- **Text section**
Mexico
starts talks on cross-border oil, Kessel says
MEXICO CITY & MONTERREY
Petroleumworld.com, May 9, 2008
Mexican Energy Minister Georgina
Kessel said Mexico is making diplomatic contacts to ensure
it retains its share of oil in cross-border Gulf of Mexico
fields.
Kessel told Mexican legislators today that the energy
reform bill introduced in April by Mexican President Felipe
Calderon calls for giving state-run oil company Petroleos
Mexicanos the authority to comply with international accords
reached by the government concerning cross-border production,
exploration and development.
``The Mexican government has initiated diplomatic contacts
to take advantage of the hydrocarbons our country has along
the border,'' Kessel said.
The government has raised concerns that companies drilling
on the U.S. side of the Gulf near Mexico's border may extract
oil that belongs to Mexico. San Ramon, California-based
Chevron Corp. has drilled two wells in its Trident Field
that are less than 6 kilometers (3.7 miles) from the Mexican
side of the Gulf of Mexico, Kessel said during an April
28 presentation.

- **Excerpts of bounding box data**

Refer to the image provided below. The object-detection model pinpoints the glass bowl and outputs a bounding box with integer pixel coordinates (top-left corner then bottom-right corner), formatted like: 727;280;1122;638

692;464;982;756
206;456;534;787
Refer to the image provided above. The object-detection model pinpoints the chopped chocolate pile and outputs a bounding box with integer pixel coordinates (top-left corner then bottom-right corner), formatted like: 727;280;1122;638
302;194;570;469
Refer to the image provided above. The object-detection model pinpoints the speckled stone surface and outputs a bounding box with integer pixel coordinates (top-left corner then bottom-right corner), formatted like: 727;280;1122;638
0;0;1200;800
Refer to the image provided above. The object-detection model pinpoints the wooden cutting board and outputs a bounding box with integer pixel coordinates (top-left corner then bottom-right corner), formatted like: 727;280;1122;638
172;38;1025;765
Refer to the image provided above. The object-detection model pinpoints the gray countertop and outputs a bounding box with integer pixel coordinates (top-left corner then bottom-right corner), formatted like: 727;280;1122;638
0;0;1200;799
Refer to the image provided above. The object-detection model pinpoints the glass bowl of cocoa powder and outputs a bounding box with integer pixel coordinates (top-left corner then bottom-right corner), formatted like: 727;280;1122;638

- **Challenge 1**
In the article on Mexico's cross-border oil talks, how far are Chevron's two Trident Field wells from the Mexican side of the Gulf of Mexico?
- **Challenge 2**
Reproduce the entries verbatim, from the line containing "pinpoints the wooden" down to the last line of the entries.

- **Final answer 1**
Less than 6 kilometers (3.7 miles).

- **Final answer 2**
Refer to the image provided above. The object-detection model pinpoints the wooden cutting board and outputs a bounding box with integer pixel coordinates (top-left corner then bottom-right corner), formatted like: 727;280;1122;638
172;38;1025;765
Refer to the image provided above. The object-detection model pinpoints the gray countertop and outputs a bounding box with integer pixel coordinates (top-left corner then bottom-right corner), formatted like: 727;280;1122;638
0;0;1200;799
Refer to the image provided above. The object-detection model pinpoints the glass bowl of cocoa powder and outputs a bounding box with integer pixel coordinates (top-left corner then bottom-right corner), formatted like: 727;280;1122;638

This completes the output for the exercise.